Work to be completed:
Each record below is to be copied word for word, with pictures removed.

--- Information supplied ---

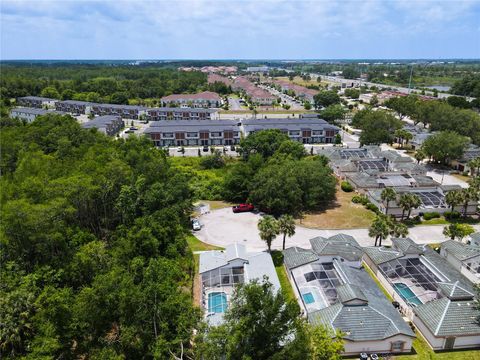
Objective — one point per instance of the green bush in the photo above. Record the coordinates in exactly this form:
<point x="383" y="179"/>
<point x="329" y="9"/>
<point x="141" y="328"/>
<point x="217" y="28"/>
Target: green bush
<point x="431" y="215"/>
<point x="451" y="215"/>
<point x="372" y="207"/>
<point x="346" y="186"/>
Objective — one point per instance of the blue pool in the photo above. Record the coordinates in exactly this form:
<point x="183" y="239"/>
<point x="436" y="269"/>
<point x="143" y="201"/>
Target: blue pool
<point x="308" y="298"/>
<point x="217" y="302"/>
<point x="406" y="294"/>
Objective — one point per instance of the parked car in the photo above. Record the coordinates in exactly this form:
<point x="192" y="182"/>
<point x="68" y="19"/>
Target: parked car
<point x="196" y="225"/>
<point x="243" y="208"/>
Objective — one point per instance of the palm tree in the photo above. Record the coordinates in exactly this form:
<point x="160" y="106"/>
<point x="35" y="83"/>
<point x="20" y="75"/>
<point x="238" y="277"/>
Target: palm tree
<point x="415" y="203"/>
<point x="420" y="155"/>
<point x="467" y="195"/>
<point x="453" y="198"/>
<point x="286" y="224"/>
<point x="388" y="194"/>
<point x="268" y="229"/>
<point x="458" y="231"/>
<point x="398" y="229"/>
<point x="379" y="230"/>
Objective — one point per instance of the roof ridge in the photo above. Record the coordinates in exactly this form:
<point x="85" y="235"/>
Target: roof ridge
<point x="443" y="316"/>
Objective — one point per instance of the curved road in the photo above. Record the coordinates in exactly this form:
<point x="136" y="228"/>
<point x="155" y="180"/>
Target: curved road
<point x="222" y="227"/>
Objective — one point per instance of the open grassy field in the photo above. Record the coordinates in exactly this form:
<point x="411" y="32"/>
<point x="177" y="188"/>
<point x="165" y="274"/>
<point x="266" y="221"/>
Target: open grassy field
<point x="287" y="290"/>
<point x="423" y="352"/>
<point x="342" y="214"/>
<point x="197" y="245"/>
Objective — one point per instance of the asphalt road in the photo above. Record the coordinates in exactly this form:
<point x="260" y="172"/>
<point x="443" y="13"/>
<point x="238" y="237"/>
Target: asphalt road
<point x="222" y="227"/>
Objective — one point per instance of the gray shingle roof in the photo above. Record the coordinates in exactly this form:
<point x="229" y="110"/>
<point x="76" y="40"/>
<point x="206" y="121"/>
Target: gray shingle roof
<point x="374" y="320"/>
<point x="445" y="317"/>
<point x="407" y="246"/>
<point x="455" y="291"/>
<point x="459" y="250"/>
<point x="380" y="255"/>
<point x="340" y="244"/>
<point x="296" y="256"/>
<point x="349" y="292"/>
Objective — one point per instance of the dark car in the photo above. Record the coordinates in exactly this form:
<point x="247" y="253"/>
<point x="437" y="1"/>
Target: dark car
<point x="242" y="208"/>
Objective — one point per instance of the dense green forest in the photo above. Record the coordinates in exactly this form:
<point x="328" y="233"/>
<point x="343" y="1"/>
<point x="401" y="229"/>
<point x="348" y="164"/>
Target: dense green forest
<point x="98" y="83"/>
<point x="93" y="255"/>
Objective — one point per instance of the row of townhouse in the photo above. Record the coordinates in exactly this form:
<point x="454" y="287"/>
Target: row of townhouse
<point x="193" y="132"/>
<point x="76" y="107"/>
<point x="136" y="112"/>
<point x="257" y="95"/>
<point x="300" y="91"/>
<point x="36" y="102"/>
<point x="205" y="99"/>
<point x="108" y="124"/>
<point x="228" y="132"/>
<point x="30" y="114"/>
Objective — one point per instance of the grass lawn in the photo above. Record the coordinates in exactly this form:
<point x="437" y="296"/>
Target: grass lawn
<point x="287" y="290"/>
<point x="197" y="245"/>
<point x="424" y="352"/>
<point x="343" y="214"/>
<point x="462" y="177"/>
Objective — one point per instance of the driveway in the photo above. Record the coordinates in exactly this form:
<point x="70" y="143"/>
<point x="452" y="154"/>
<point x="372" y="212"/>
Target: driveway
<point x="222" y="227"/>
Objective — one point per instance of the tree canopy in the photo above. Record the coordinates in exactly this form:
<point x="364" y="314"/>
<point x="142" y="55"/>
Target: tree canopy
<point x="93" y="254"/>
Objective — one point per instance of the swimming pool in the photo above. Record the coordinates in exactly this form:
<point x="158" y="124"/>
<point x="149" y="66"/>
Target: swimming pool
<point x="406" y="294"/>
<point x="217" y="302"/>
<point x="308" y="298"/>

---

Output:
Objective — one point per instance of the green bush in the photo above. Record the coordinates in exactly this form:
<point x="383" y="179"/>
<point x="329" y="9"/>
<point x="141" y="328"/>
<point x="217" y="28"/>
Target: green bush
<point x="431" y="215"/>
<point x="451" y="215"/>
<point x="372" y="207"/>
<point x="346" y="186"/>
Objective — one point per instance of the blue pool in the photo above. Record the coordinates in exactly this form:
<point x="183" y="239"/>
<point x="436" y="269"/>
<point x="143" y="201"/>
Target: blue pool
<point x="308" y="298"/>
<point x="217" y="302"/>
<point x="406" y="294"/>
Objective — one point per instance of the parked car in the photo above. Record the coordinates in exactly this form:
<point x="192" y="182"/>
<point x="68" y="19"/>
Target: parked car
<point x="196" y="225"/>
<point x="243" y="208"/>
Objective — one point per instance of the palm tree in the photo above. Record the coordinates in exactly this form:
<point x="160" y="106"/>
<point x="35" y="83"/>
<point x="20" y="75"/>
<point x="238" y="277"/>
Target: palm tree
<point x="415" y="203"/>
<point x="420" y="155"/>
<point x="467" y="195"/>
<point x="453" y="198"/>
<point x="286" y="224"/>
<point x="388" y="194"/>
<point x="268" y="229"/>
<point x="458" y="231"/>
<point x="398" y="229"/>
<point x="379" y="230"/>
Objective — one point per instance of the roof ridge in the photo above. Record the coordinates in exactly this form:
<point x="85" y="235"/>
Target: roof ridge
<point x="443" y="316"/>
Objective — one point per instance of the curved road in the photo above. Record the coordinates in exactly this form:
<point x="136" y="228"/>
<point x="155" y="180"/>
Target: curved road
<point x="222" y="227"/>
Objective — one point per instance of the open grassy field in the photo above. Record the coordinates in exactly this form:
<point x="411" y="32"/>
<point x="177" y="188"/>
<point x="165" y="274"/>
<point x="266" y="221"/>
Target: open grassy field
<point x="287" y="290"/>
<point x="423" y="352"/>
<point x="342" y="214"/>
<point x="197" y="245"/>
Objective — one point per instance of the asphalt road in the photo above. Record the coordinates in exactly this form:
<point x="260" y="172"/>
<point x="443" y="13"/>
<point x="238" y="237"/>
Target: asphalt road
<point x="222" y="227"/>
Objective — one point per instance of the gray shingle roof in the photo above. Record the coordinates in exactly this form:
<point x="229" y="110"/>
<point x="76" y="40"/>
<point x="206" y="121"/>
Target: gray shingle roof
<point x="374" y="320"/>
<point x="445" y="317"/>
<point x="407" y="246"/>
<point x="455" y="291"/>
<point x="459" y="250"/>
<point x="380" y="255"/>
<point x="340" y="244"/>
<point x="296" y="256"/>
<point x="349" y="292"/>
Objective — one point per instance of the dark car in the photo above. Record the coordinates in exactly this form:
<point x="247" y="253"/>
<point x="437" y="1"/>
Target: dark car
<point x="242" y="208"/>
Objective — one point per instance of the dense green forest in the photo above. Record the coordinates in exactly this form:
<point x="328" y="233"/>
<point x="343" y="1"/>
<point x="401" y="229"/>
<point x="348" y="164"/>
Target: dense green forest
<point x="98" y="83"/>
<point x="93" y="255"/>
Objective — one point per instance of the row of townhouse in the photo above. Record the coordinates in exactly this form:
<point x="454" y="287"/>
Target: row of townhouse
<point x="193" y="132"/>
<point x="76" y="107"/>
<point x="136" y="112"/>
<point x="257" y="95"/>
<point x="300" y="91"/>
<point x="36" y="102"/>
<point x="205" y="99"/>
<point x="108" y="124"/>
<point x="228" y="132"/>
<point x="30" y="114"/>
Objective — one point per instance of the grass lawn in the photo above. Record the coordinates in exactly this form:
<point x="437" y="296"/>
Target: grass lawn
<point x="287" y="290"/>
<point x="197" y="245"/>
<point x="424" y="352"/>
<point x="343" y="214"/>
<point x="462" y="177"/>
Objective — one point per instance of the driveway in the photo above. Record the coordinates in exactly this form:
<point x="70" y="143"/>
<point x="452" y="154"/>
<point x="372" y="212"/>
Target: driveway
<point x="222" y="227"/>
Objective — one point per instance of the tree canopy in the photo above. Record the coordinates in exactly this form:
<point x="364" y="314"/>
<point x="142" y="55"/>
Target: tree canopy
<point x="93" y="254"/>
Objective — one point per instance of the swimming pool in the photo above. Record the coordinates in exactly this form:
<point x="158" y="124"/>
<point x="149" y="66"/>
Target: swimming pool
<point x="406" y="294"/>
<point x="217" y="302"/>
<point x="308" y="298"/>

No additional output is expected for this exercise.